(Excerpts from point annotation data)
##########

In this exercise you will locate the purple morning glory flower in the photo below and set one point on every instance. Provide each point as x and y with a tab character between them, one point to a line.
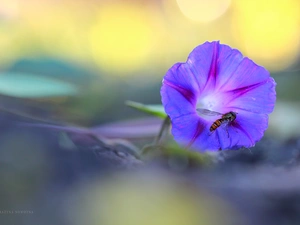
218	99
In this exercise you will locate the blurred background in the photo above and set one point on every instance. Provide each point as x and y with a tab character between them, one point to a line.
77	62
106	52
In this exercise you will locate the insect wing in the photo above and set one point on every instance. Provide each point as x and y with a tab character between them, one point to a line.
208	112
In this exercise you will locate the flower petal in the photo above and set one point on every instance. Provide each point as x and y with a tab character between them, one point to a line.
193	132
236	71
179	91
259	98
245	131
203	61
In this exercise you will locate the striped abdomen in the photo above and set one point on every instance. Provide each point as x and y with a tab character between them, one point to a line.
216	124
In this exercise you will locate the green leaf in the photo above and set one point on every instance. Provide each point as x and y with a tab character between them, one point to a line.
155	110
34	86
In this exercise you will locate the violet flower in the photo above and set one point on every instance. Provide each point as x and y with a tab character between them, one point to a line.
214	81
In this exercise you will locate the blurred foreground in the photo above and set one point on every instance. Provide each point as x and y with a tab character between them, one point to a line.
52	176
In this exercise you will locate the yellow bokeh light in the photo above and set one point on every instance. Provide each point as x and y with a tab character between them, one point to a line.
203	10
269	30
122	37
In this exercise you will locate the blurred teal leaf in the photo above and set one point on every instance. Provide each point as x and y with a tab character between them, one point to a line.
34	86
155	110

##########

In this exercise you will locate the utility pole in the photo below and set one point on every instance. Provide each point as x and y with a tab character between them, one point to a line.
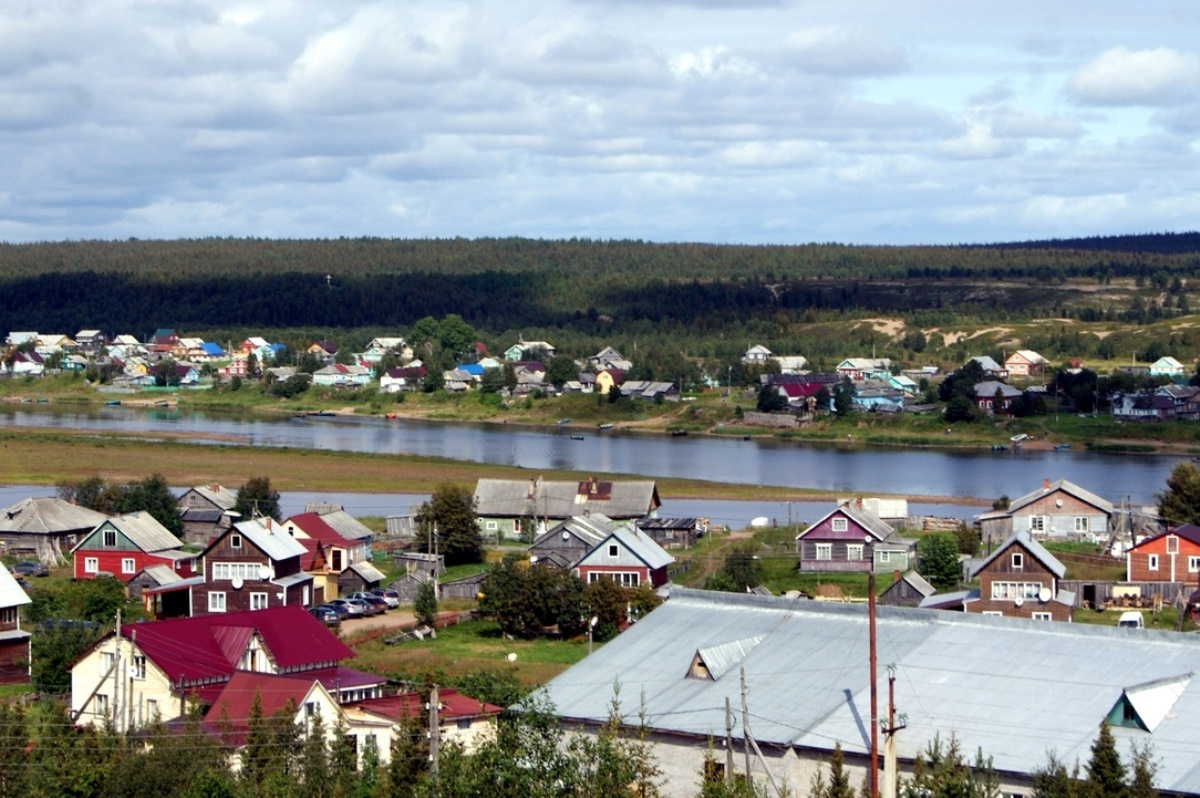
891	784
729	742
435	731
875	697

##########

§ **What needs to be done**
Show every line of the listing above that contains the word "flower", one line per line of your reply.

§ **Finished task**
In this exercise you will locate the purple morning glory flower in the photo below and set one point on every instance. Provide each point as x and y with a tab character between them, one point to a line.
In this exercise you will locate the flower petal in the photo above and set one point on every instance. Provide each point as x and y with a tab character between them, one point to a line.
In this exercise you will locate the violet flower in the photo above and set one point on every instance. Provide each point as x and y with a tab character between them, one point to a line.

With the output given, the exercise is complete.